▶ Task description: Copy out the data below word for word, everything from the line containing "Locate the blue" down to the line containing "<point>1096,86</point>", with both of those lines included.

(Items from a data source)

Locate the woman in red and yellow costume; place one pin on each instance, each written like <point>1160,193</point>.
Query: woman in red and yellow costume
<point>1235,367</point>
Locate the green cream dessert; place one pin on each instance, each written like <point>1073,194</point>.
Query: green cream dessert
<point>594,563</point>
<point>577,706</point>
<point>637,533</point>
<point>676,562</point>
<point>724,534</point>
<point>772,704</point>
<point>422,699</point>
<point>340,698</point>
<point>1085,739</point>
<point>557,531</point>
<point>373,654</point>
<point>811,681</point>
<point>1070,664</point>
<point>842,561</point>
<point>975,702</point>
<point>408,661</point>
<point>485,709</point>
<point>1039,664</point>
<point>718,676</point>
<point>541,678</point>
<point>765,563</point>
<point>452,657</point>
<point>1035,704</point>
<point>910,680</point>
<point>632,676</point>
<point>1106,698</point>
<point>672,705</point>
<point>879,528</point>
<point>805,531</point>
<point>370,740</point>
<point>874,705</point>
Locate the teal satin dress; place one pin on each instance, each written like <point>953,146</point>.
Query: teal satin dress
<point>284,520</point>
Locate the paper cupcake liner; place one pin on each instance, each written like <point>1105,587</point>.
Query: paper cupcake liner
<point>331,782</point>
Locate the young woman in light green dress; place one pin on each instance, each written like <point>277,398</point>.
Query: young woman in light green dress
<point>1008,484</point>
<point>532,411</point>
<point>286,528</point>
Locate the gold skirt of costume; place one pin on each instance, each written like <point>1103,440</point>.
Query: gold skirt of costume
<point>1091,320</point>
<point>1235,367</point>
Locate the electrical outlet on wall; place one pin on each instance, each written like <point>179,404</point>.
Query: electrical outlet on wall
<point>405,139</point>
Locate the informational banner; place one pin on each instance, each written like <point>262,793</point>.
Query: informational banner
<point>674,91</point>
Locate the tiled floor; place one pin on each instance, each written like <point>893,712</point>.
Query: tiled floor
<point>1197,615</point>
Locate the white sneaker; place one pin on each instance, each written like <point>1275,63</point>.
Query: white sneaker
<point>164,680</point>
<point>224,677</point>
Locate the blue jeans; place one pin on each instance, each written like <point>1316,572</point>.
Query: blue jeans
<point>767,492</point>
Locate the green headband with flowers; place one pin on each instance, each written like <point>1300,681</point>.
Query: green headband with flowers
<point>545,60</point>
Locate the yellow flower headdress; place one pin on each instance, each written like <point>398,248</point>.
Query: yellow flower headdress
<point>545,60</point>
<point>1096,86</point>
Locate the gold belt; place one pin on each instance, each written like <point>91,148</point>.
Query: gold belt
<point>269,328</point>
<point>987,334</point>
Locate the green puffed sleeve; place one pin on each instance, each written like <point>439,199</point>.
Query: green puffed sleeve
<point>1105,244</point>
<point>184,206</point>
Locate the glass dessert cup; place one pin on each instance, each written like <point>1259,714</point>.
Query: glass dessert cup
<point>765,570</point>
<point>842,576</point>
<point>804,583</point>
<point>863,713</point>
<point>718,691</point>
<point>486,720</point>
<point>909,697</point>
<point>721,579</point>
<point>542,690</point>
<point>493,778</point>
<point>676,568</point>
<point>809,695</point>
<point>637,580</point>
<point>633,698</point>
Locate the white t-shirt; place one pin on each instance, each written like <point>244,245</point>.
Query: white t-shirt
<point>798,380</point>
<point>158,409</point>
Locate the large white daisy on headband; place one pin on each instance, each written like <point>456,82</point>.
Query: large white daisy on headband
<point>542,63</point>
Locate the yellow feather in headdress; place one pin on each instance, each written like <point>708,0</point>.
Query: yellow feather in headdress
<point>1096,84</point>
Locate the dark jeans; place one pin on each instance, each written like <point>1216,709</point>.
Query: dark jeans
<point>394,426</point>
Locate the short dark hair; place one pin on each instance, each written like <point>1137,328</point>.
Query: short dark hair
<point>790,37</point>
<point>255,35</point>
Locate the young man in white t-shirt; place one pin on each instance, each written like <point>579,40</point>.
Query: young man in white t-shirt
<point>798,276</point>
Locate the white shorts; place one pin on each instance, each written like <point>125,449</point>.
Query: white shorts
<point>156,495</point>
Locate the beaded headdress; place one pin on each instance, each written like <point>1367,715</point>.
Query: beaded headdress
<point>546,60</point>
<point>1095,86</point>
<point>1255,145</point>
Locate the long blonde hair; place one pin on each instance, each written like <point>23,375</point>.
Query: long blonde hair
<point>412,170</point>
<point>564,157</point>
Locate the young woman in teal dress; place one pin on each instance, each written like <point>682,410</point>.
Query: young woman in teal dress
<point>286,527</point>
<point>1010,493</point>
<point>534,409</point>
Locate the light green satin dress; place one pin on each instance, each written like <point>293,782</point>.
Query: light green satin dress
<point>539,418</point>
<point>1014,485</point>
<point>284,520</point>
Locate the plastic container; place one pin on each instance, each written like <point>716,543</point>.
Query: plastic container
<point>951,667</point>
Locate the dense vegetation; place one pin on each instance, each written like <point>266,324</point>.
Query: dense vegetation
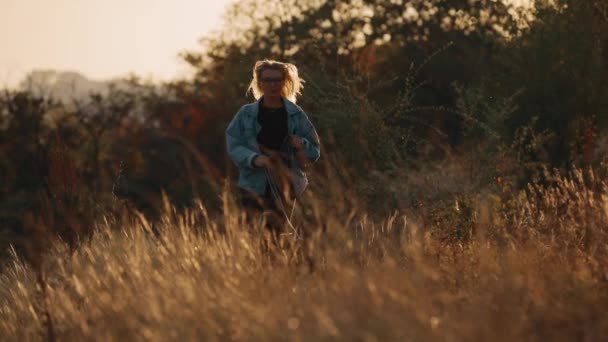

▶ The reply:
Locate the blue jeans; place one pin on each instance, each written like <point>1316,572</point>.
Query: blue jeans
<point>767,492</point>
Locate the green headband with flowers; place one pin on each instance, each written like <point>1300,681</point>.
Query: green headband with flowers
<point>545,60</point>
Locate the yellow flower headdress; place one pin on each instance, each written like <point>398,248</point>.
Query: yellow flower headdress
<point>545,60</point>
<point>1096,86</point>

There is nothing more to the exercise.